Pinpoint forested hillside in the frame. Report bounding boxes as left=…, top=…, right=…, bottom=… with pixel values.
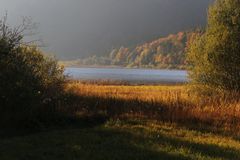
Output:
left=65, top=32, right=196, bottom=69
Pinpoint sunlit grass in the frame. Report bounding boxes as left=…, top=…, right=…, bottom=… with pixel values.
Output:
left=66, top=83, right=240, bottom=135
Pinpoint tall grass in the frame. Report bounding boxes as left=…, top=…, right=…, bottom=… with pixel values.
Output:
left=59, top=83, right=240, bottom=134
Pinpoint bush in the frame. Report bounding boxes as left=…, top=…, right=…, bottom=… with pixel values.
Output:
left=0, top=18, right=65, bottom=128
left=188, top=0, right=240, bottom=94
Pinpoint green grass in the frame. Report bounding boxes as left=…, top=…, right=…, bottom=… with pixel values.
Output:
left=0, top=120, right=240, bottom=160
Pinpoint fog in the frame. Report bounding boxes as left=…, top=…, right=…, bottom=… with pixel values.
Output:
left=0, top=0, right=211, bottom=59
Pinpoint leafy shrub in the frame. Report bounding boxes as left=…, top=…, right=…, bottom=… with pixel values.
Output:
left=188, top=0, right=240, bottom=94
left=0, top=18, right=65, bottom=128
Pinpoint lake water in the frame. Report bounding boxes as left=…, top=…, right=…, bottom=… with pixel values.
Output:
left=65, top=68, right=187, bottom=83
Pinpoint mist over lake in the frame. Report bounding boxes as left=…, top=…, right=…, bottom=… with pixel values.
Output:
left=65, top=68, right=187, bottom=84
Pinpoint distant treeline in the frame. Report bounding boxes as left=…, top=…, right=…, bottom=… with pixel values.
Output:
left=64, top=32, right=198, bottom=69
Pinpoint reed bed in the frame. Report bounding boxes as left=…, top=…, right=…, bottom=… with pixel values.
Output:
left=63, top=82, right=240, bottom=135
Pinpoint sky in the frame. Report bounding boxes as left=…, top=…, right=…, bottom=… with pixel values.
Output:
left=0, top=0, right=211, bottom=59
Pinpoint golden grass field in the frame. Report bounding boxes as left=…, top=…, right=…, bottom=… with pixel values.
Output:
left=0, top=82, right=240, bottom=160
left=66, top=83, right=240, bottom=135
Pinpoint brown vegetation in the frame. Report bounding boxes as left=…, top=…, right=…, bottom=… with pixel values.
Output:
left=61, top=83, right=240, bottom=134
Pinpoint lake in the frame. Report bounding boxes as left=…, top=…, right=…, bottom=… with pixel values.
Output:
left=65, top=68, right=187, bottom=84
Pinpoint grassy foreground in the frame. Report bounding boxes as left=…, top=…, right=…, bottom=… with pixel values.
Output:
left=0, top=83, right=240, bottom=160
left=0, top=120, right=240, bottom=160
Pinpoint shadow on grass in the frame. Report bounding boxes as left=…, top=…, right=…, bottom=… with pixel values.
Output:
left=0, top=126, right=240, bottom=160
left=63, top=95, right=240, bottom=139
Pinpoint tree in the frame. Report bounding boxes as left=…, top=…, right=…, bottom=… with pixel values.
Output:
left=188, top=0, right=240, bottom=92
left=0, top=17, right=65, bottom=126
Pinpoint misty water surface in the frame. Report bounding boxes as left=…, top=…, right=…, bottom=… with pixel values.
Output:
left=65, top=68, right=187, bottom=83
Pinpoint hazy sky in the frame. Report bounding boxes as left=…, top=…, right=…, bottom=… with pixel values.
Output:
left=0, top=0, right=211, bottom=59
********************
What you need to do: Rewrite the lines from the one with "Pinpoint sky in" through the one with "left=63, top=95, right=240, bottom=139", putting "image" wherever "frame" appears and leaving everything else untouched. Give only those lines.

Result of this task:
Pinpoint sky in the image. Report bounding boxes as left=…, top=…, right=…, bottom=… with pixel values.
Output:
left=0, top=0, right=211, bottom=59
Pinpoint golden grass field in the image. Report bounding boxes as left=…, top=…, right=…, bottom=… with pixel values.
Output:
left=0, top=82, right=240, bottom=160
left=66, top=83, right=240, bottom=135
Pinpoint brown vegetation in the image. Report bounding boxes as left=…, top=…, right=…, bottom=… with pixel values.
Output:
left=61, top=83, right=240, bottom=134
Pinpoint lake in the image. Report bounding boxes as left=…, top=…, right=…, bottom=… with pixel values.
Output:
left=65, top=68, right=187, bottom=84
Pinpoint grassy foreground in the image. Report bounding boxes as left=…, top=…, right=…, bottom=… with pixel values.
Output:
left=0, top=83, right=240, bottom=160
left=0, top=120, right=240, bottom=160
Pinpoint shadow on grass in the image. Report bounding boxes as left=…, top=…, right=…, bottom=… with pixel values.
Output:
left=0, top=126, right=240, bottom=160
left=63, top=95, right=240, bottom=139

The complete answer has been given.